Problem statement: Copy the material below word for word, leaving out the pictures.
◇ ◇ ◇ ◇ ◇ ◇ ◇
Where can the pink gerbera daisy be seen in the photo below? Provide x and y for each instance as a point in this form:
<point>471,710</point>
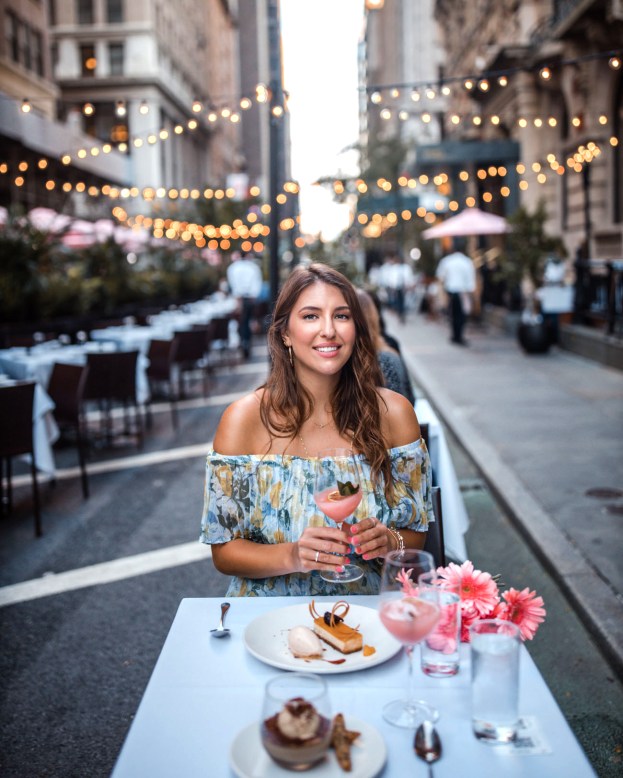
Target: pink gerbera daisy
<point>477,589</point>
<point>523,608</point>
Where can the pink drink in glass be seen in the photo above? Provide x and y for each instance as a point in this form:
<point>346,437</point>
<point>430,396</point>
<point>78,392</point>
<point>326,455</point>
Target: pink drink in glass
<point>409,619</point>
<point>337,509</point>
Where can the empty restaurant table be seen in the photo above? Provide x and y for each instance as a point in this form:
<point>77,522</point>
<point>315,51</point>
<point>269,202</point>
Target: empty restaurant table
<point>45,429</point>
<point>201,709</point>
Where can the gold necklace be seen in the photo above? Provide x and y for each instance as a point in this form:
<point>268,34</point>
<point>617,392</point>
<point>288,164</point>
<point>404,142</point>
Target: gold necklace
◇ ◇ ◇ ◇ ◇ ◇ ◇
Finished exercise:
Where can the pink gerbera daisy be seen in the photo below? Provide x and y for each instance as a point in this form:
<point>471,710</point>
Target: pink gerbera daisy
<point>477,589</point>
<point>523,608</point>
Where can the pink drink in glass be seen in the photo above? Provide x and y for each instance as a point in this form:
<point>346,437</point>
<point>430,396</point>
<point>78,392</point>
<point>326,455</point>
Target: pink drink in glass
<point>409,619</point>
<point>337,509</point>
Where can the empty restaurant table be seen in the photo above? Provide x and y for each instance as a point in this form:
<point>77,522</point>
<point>315,51</point>
<point>269,202</point>
Target: empty restaurant table
<point>45,429</point>
<point>201,709</point>
Where can the gold necklace be seen in the photo above? Provide x and y for each instance as a point in this form:
<point>268,34</point>
<point>617,392</point>
<point>288,164</point>
<point>404,142</point>
Target: gold necklace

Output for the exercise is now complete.